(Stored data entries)

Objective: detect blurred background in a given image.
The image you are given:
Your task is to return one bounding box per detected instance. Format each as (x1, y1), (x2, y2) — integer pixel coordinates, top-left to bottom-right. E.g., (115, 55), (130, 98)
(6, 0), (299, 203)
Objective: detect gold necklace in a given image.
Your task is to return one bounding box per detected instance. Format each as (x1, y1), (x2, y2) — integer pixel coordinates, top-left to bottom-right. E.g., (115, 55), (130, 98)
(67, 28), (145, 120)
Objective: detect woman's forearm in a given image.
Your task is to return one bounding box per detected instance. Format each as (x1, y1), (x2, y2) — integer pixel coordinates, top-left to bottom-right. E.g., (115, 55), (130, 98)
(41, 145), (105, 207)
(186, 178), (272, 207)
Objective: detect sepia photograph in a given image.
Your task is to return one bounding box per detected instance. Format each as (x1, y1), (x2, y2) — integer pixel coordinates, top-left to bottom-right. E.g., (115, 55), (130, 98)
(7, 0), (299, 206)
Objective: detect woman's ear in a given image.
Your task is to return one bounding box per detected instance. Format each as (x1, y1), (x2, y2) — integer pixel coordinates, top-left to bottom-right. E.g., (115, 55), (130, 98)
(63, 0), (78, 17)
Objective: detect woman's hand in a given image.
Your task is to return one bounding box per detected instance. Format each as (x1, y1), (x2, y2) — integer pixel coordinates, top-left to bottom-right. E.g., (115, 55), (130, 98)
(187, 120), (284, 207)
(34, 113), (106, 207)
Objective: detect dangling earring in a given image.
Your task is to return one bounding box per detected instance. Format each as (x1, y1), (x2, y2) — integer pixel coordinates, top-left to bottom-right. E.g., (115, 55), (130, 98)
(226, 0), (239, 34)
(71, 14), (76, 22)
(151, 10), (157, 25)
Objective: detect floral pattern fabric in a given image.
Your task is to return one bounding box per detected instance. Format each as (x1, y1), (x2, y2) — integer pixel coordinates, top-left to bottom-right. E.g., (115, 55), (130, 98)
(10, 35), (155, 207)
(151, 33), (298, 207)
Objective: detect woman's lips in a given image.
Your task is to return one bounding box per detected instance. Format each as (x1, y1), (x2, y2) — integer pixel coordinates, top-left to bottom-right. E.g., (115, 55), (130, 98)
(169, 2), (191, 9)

### Task statement
In your answer, print every entry exactly as it appears.

### Output for this task
Objective: detect blurred background in a given image.
The image you are given:
Your task is to return one bounding box per detected instance. Format each as (x1, y1), (x2, y2) — integer pixel coordinates, top-left to bottom-right. E.g., (115, 55), (130, 98)
(6, 0), (299, 203)
Objective: detect gold necklace in a given image.
Your task is to return one bounding box per detected instance. Format each as (x1, y1), (x2, y2) — integer pixel coordinates, top-left to bottom-right. E.g., (115, 55), (130, 98)
(67, 28), (145, 120)
Objective: detect woman's forearm in a given image.
Your task is to return one bounding box per detected instance. Format each as (x1, y1), (x2, y2) — integer pixel coordinates, top-left to bottom-right. E.g., (115, 55), (130, 98)
(41, 145), (105, 207)
(186, 178), (272, 207)
Objective: detect sepia photograph in a given image.
Your task is to return one bounding box per detected instance. Format each as (x1, y1), (x2, y2) — integer pixel coordinates, top-left to bottom-right. E.g., (115, 55), (130, 98)
(7, 0), (299, 206)
Objective: detect woman's ear in a given image.
Your task is to return one bounding box per detected instance. Format each as (x1, y1), (x2, y2) — integer pixel coordinates, top-left to bottom-right. E.g., (115, 55), (130, 98)
(63, 0), (78, 17)
Objective: detect woman's hand in a given image.
Your task is to return one bounding box per detected instance. Format each as (x1, y1), (x2, y2) — integer pixel coordinates, top-left to bottom-right. E.g., (115, 55), (130, 98)
(187, 120), (284, 207)
(34, 113), (106, 207)
Objective: detect dangling earring in a given image.
Your task is to return one bounding box per detected instance. Format each as (x1, y1), (x2, y2) — integer pixel coordinates, top-left to bottom-right. E.g., (115, 55), (130, 98)
(226, 0), (239, 34)
(71, 14), (76, 22)
(151, 10), (157, 25)
Objective: detect floral pattern fabric in a given image.
Your task is to return one bounding box per detected instance. Format each as (x1, y1), (x2, y2) — integer pixel coordinates, top-left to bottom-right. E.g., (115, 55), (130, 98)
(10, 35), (155, 207)
(151, 33), (298, 207)
Objective: detect woman's lips in a given image.
Your task is to return one bounding box per detected instance. Format each as (x1, y1), (x2, y2) — integer pixel coordinates, top-left to bottom-right. E.g., (115, 55), (130, 98)
(169, 2), (191, 9)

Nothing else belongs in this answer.